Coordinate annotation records
## begin

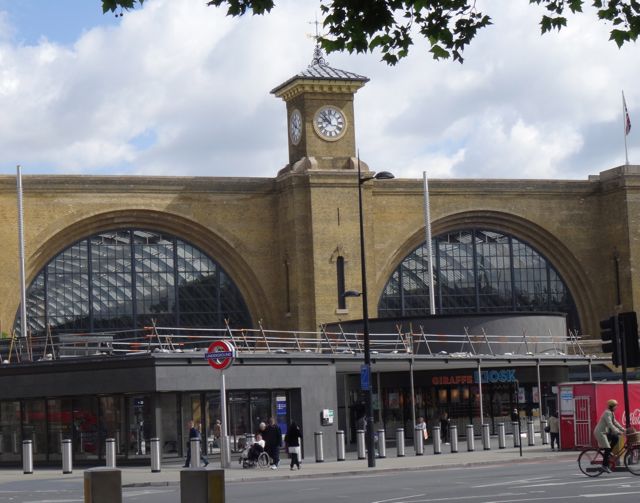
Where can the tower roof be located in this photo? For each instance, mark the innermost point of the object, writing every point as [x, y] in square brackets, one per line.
[319, 71]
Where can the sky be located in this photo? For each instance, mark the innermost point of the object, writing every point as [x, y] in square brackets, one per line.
[180, 89]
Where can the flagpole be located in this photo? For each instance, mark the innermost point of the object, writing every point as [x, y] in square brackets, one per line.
[23, 297]
[625, 114]
[427, 226]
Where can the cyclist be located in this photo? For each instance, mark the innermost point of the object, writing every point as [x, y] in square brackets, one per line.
[607, 432]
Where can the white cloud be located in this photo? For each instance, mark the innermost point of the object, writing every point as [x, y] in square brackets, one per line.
[180, 88]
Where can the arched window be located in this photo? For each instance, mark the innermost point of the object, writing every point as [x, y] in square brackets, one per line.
[477, 270]
[123, 279]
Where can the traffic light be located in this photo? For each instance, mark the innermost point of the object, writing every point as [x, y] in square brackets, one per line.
[609, 333]
[629, 334]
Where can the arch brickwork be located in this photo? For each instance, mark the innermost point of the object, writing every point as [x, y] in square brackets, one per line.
[554, 250]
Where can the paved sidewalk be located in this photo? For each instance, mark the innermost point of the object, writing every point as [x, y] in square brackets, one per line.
[170, 474]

## end

- _EXERCISE OBJECTIVE_
Find the line that contains "Where can the white" in the listing above. Retype it and every line after it up to the last, exactly, and nothing else.

- _ANSWER TO THIS TASK_
Where can the white cloud be located in this photo? For each instance, mark the innermost point of the object, writing every point as [x, y] in square brackets, one per line.
[180, 88]
Where can the arched window be located in this photo? For each instance, mark the innermost point of the object, writing every point as [x, y] in square brackets, one per line.
[477, 270]
[123, 279]
Where can the traffic light be located in this photo? For each instance, mark the innermost point of the object, writing every point as [x, y] in square brackets, one per line.
[609, 333]
[629, 334]
Where can the arch brickwork be located in this photo? For each instance, mark the innermost point of the object, writing every point as [x, y] in square brackets, one per line.
[554, 250]
Where can the paved sidewalk be located in this photo? For each instance, mark the innermost point of the object, writing every point as [x, y] in square brackets, one per line.
[170, 474]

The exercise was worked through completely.